## SELECTED EXTRACT
Post A Message To Teams Chat

It’s long past time I had a new blog post. I’ve been focused so much lately on speaking opportunities and mentoring efforts that I haven’t posted much to my blog. So, here’s a new one I found useful a while back.

Scenario

In our scenario, we have a support email that gets emails when someone fills out a form on a website. The problem is that not much notice gets paid to the inbox and messages could go ignored for hours, or even days. We want to raise awareness of issues sooner so that appropriate actions can be taken. In this case, when we get an email, we’ll post a message into our Teams chat.

Our Flow

Let’s start by creating a new automated flow:

For our trigger, we’ll set it to “When a new email arrives (V3)”. You can add filters to your email so that it only triggers when an email meets certain conditions. In this case, since I use this email for other uses, we’ll add a subject line filter that looks for specific wording before triggering our flow:

But you can also filter on just about anything associated with an email.

Next up, we’ll want to add an action to respond to our trigger. In this case, we want to post a message into a Microsoft Teams chat channel. So, click the Add Action button and search for Teams. Specifically, under there, we want the “Post message in a chat or channel” action.

## TASKS TO PERFORM
1. In the blog post about posting a message to Teams chat, what trigger is the automated flow set to?
2. Continue the blog post about posting a Teams chat message from a flow, starting after its last sentence.

## GIVEN DATA
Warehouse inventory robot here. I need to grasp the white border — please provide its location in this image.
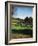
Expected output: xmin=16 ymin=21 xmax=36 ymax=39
xmin=8 ymin=3 xmax=36 ymax=43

## YOUR WRITTEN ANSWERS
1. The trigger is set to "When a new email arrives (V3)".

2.
As with any connector, if you don’t already have a connection to an external resource, you’ll need to tell Power Automate you login credentials to establish the connection.

Once you’re connected, you’ll need to set a few parameters to tell Teams where you want to post to and what you want to post. The first parameter is “Post as”. There are a couple of options here, but you can tell it to post as a bot, as a virtual agent, or as a specific user. If you select “Flow bot” the new message will be posted as if it came from your user, but it will add “via Workflows” to the sender, so you can easily tell it was automated.

After you select the personality, it will ask you what type of destination you want to post to. Do you want to post it to a Teams Channel chat group, or as a direct message to a specific user or group chat. In this case, I’m going to select Channel.

Having selected that I want to post to a channel, it will then ask me to select the Team and Channel to post to.

And finally, you’ll need to tell it what to post on the Channel. In this case, I’m going to add the from address, subject line, and body of the email message. I’ll add these using the selector in the editor the same as we would any output value from a previous flow step.

Our flow will now have two steps: A trigger and an action.

That’s all we need for our flow, so we’ll go ahead and test it. Put our flow in test mode and send an email. After a few moments, a chat message will now appear in our Teams channel.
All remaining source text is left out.